Segment Start: Passage to read

Aromatherapy Massage for Beginners
Aromatherapy uses massage to spread oils around the body and aid absorption into skin, superficial tissues and muscles. Massage warms the body and relaxes muscles, enhancing the effects of essential oils.
A basic massage sequence includes the following four movements. These are used for full-body massage or for specific areas of the body such as arms or legs.
Effleurage – The Warm-Up Act
Usually used to open and close a massage sequence, effleurage is a stroking movement of the hand that covers wide areas of the body. The pressure may vary from light to deep, but it is constant. For the person who is giving the massage, it serves the purpose of making first contact and establishing a rhythm. For the recipient, it warms the skin and promotes the flow of blood and lymph fluid, warming tissues in readiness for deeper moves. Superficial effleurage promotes relaxation of contracted muscle tissues. Deep effleurage produces mechanical and reflex reactions in the muscles.
Petrissage – Creating Friction
Petrissage is also known as friction and it creates a deep static pressure to relax tense muscles. Using the whole palm of the hand, or the thumb and fingers, petrissage works in circular movements to remove knots in muscles and encourage toxins to flow out of tissues. In aromamassage, this encourages the flow of lymph fluid and so is useful in lymphatic drainage. Petrissage typically follows effleurage or kneading movements in a massage sequence.
Kneading Those Knots Away
Kneading is a massage movement similar to kneading bread. The hands work over fleshy areas of the body to encourage the flow of blood and work at the deep roots of tension in the muscles. You can use your whole hands or just your thumb and/or fingers to knead. Some schools of thought speculate that kneading may be a better method than deep effleurage to aid the absorption of an aromatherapy blend into the skin and tissues, helping to decongest and relax muscles. It typically follows effleurage in a massage sequence and can be used to accompany petrissage.
Drain, Drain, Drain Away
Draining movements use the palms, thumbs and fingers to encourage blood and lymph to flow in the desired direction. The technique can include shuffling or vibrating the fingers along the body. It is used at the end of massage sequences, after the body tissues have been relaxed and decongested, to drain toxins towards lymph nodes.
A full-body massage usually follows the sequence: back, back of legs, front of legs, stomach (optional), arms, chest and face. At each part of the body you would perform effleurage (to warm up that area and spread the oils), petrissage/kneading and draining. Cover up each area of the body with a towel after you have massaged it, to allow maximum absorption of essential oils. Be sure to massage on a hard surface (i.e. not the bed) for full effectiveness of your massage moves.
Dilutions And Blending
A blend of 30 ml carrier oil and 18 drops essential oils (a choice of three to four oils) creates a 3% dilution – a safe percentage for most adults. For pregnant women reduce to a 1% dilution and for the elderly, children or those with sensitive skins reduce to 3%. The oils you choose depend on the conditions you wish to treat.
Contraindications To Aromamassage
If you have any of the following conditions, seek professional medical advice before having an aromatherapy massage: pregnancy, heart disease, circulatory problems, high or low blood pressure, varicose veins, pacemaker, haemophilia, taking anti-coagulants, cancer, recent operations or injuries, severe skin complaints, epilepsy, asthma, allergies (including nut), diabetes or thyroid problems.

Segment End: Passage to read

#### Exercise prompt:
Please copy part of the aromatherapy massage text word for word, beginning at the words "A full-body massage" and stopping after "your massage moves.". The records are unrelated to the aromatherapy massage text.

Segment Start: Given information

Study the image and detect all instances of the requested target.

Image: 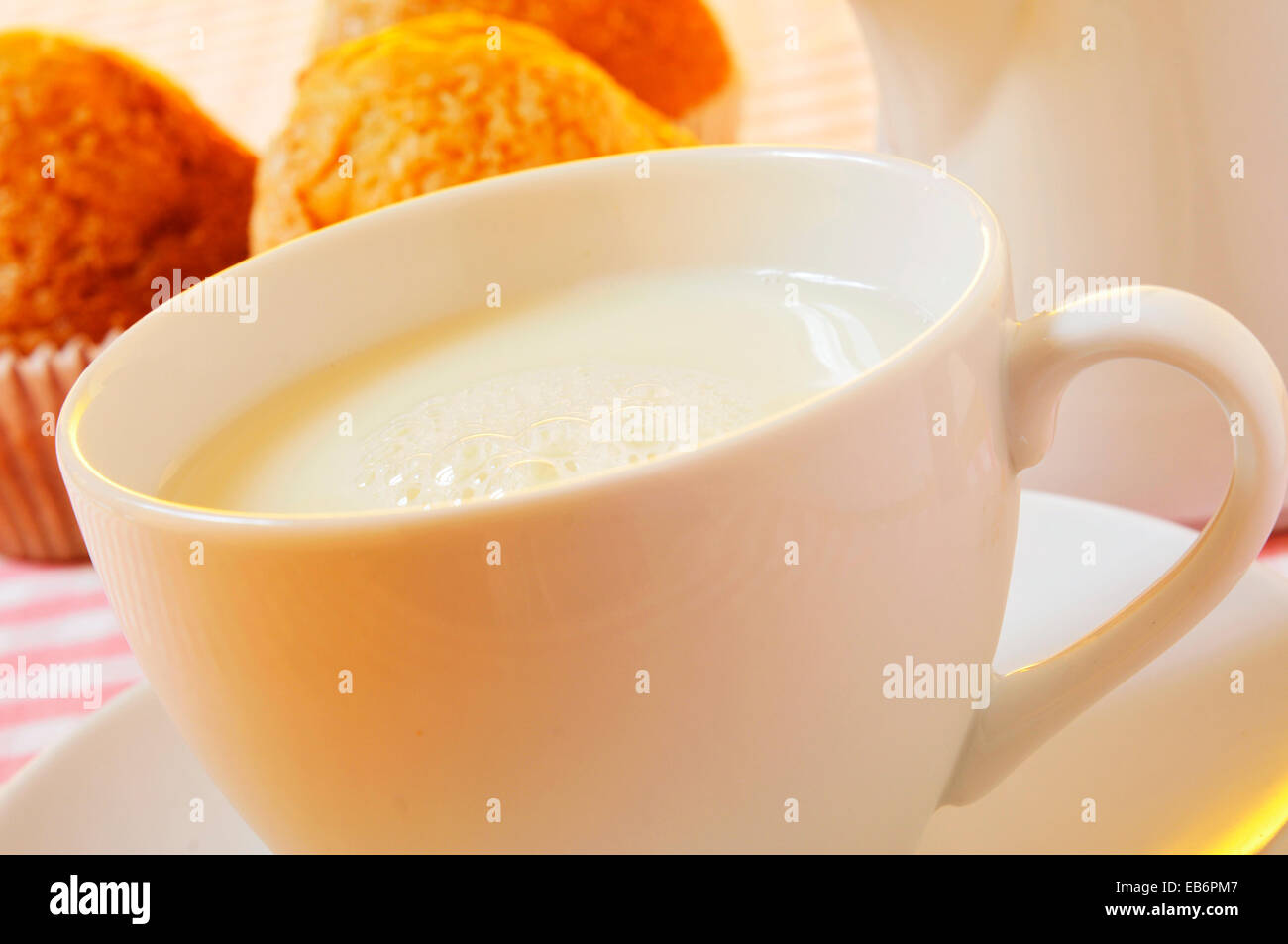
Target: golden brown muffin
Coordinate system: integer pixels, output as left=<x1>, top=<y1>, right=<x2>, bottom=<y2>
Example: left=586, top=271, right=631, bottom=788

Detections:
left=318, top=0, right=733, bottom=119
left=250, top=12, right=697, bottom=253
left=0, top=30, right=255, bottom=559
left=0, top=31, right=255, bottom=352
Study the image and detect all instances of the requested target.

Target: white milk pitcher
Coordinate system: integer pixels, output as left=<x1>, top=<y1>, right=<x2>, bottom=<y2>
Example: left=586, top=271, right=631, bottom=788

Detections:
left=854, top=0, right=1288, bottom=523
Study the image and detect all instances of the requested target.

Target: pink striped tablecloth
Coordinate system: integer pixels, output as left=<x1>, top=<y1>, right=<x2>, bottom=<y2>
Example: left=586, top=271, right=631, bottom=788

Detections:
left=0, top=533, right=1288, bottom=782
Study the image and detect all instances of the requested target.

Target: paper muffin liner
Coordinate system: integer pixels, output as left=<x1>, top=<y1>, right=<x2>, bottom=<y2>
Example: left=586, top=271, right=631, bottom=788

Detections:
left=0, top=330, right=120, bottom=561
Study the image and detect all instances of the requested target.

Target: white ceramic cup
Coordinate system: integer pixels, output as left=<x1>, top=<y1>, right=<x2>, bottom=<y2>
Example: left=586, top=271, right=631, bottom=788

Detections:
left=58, top=149, right=1288, bottom=851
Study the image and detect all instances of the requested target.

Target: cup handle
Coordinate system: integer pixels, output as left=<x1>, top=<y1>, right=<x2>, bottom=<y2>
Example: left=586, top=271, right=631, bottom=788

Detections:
left=940, top=287, right=1288, bottom=806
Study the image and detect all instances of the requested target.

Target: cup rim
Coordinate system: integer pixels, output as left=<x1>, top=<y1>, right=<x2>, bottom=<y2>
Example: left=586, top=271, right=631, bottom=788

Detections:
left=55, top=145, right=1008, bottom=535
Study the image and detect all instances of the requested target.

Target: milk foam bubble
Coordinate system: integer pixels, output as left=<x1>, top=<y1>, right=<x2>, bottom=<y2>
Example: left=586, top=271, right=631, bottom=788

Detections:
left=356, top=365, right=755, bottom=507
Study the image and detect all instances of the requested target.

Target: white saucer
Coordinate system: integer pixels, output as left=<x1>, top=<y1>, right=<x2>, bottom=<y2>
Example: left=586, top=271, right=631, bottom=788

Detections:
left=0, top=493, right=1288, bottom=853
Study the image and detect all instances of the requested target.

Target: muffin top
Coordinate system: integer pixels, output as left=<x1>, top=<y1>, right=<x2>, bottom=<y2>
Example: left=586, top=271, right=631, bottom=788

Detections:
left=0, top=30, right=255, bottom=352
left=252, top=12, right=696, bottom=252
left=318, top=0, right=733, bottom=117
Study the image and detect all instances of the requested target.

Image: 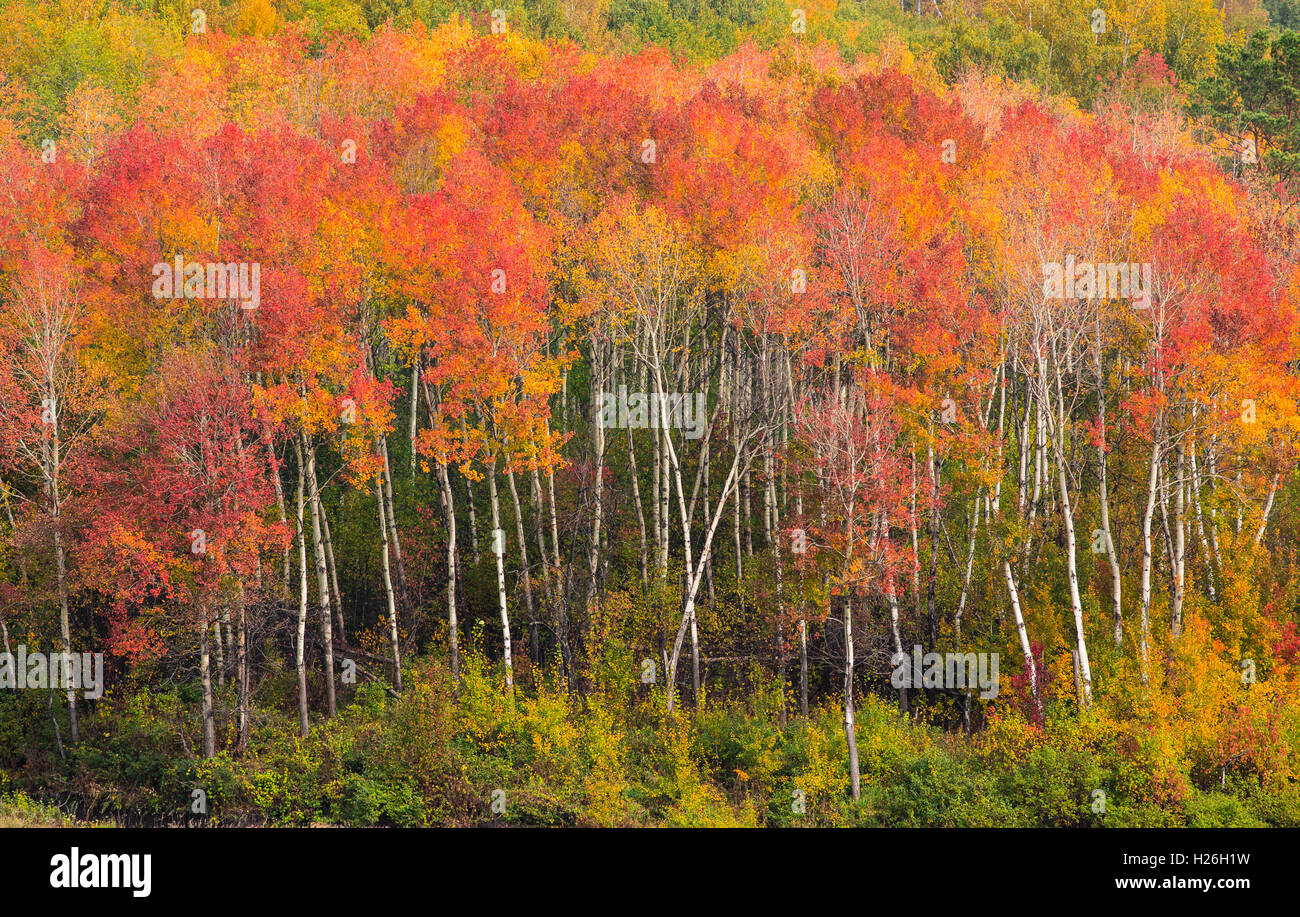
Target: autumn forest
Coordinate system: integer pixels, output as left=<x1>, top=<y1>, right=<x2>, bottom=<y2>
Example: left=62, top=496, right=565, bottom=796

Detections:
left=0, top=0, right=1300, bottom=827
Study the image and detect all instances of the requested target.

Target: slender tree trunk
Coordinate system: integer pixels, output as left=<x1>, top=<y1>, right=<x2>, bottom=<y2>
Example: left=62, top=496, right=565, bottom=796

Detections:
left=1002, top=559, right=1043, bottom=723
left=294, top=440, right=309, bottom=739
left=844, top=596, right=862, bottom=803
left=407, top=351, right=420, bottom=481
left=235, top=583, right=252, bottom=754
left=374, top=475, right=402, bottom=691
left=800, top=618, right=809, bottom=719
left=438, top=459, right=460, bottom=688
left=488, top=457, right=515, bottom=704
left=1138, top=433, right=1160, bottom=684
left=199, top=614, right=217, bottom=758
left=506, top=468, right=537, bottom=665
left=303, top=441, right=338, bottom=718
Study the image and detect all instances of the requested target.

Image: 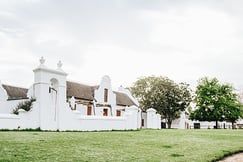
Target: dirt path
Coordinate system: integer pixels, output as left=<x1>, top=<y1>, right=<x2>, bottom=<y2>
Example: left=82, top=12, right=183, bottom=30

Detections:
left=218, top=153, right=243, bottom=162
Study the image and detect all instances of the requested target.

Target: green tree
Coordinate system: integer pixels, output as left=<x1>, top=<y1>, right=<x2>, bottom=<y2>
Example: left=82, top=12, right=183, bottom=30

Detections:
left=190, top=77, right=242, bottom=128
left=130, top=76, right=192, bottom=128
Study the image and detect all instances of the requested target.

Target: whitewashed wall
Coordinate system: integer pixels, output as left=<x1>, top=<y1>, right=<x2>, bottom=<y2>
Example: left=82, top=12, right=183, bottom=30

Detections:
left=0, top=58, right=150, bottom=131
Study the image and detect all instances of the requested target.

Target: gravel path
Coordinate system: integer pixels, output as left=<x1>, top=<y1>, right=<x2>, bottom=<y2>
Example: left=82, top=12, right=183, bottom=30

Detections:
left=218, top=153, right=243, bottom=162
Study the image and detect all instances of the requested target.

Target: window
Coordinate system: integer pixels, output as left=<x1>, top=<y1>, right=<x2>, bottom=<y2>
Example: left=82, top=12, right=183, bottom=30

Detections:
left=116, top=110, right=121, bottom=116
left=87, top=105, right=92, bottom=115
left=104, top=88, right=108, bottom=102
left=103, top=109, right=108, bottom=116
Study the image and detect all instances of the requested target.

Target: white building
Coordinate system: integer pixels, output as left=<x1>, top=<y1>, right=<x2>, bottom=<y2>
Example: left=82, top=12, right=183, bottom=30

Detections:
left=0, top=58, right=160, bottom=131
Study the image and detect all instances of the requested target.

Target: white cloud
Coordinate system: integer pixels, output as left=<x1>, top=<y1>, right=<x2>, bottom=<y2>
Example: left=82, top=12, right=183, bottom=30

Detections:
left=0, top=0, right=243, bottom=90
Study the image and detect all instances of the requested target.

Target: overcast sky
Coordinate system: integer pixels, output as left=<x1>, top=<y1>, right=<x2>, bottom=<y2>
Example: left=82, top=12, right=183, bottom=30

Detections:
left=0, top=0, right=243, bottom=88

Segment End: Given information

#### Exercise output:
A full-body massage usually follows the sequence: back, back of legs, front of legs, stomach (optional), arms, chest and face. At each part of the body you would perform effleurage (to warm up that area and spread the oils), petrissage/kneading and draining. Cover up each area of the body with a towel after you have massaged it, to allow maximum absorption of essential oils. Be sure to massage on a hard surface (i.e. not the bed) for full effectiveness of your massage moves.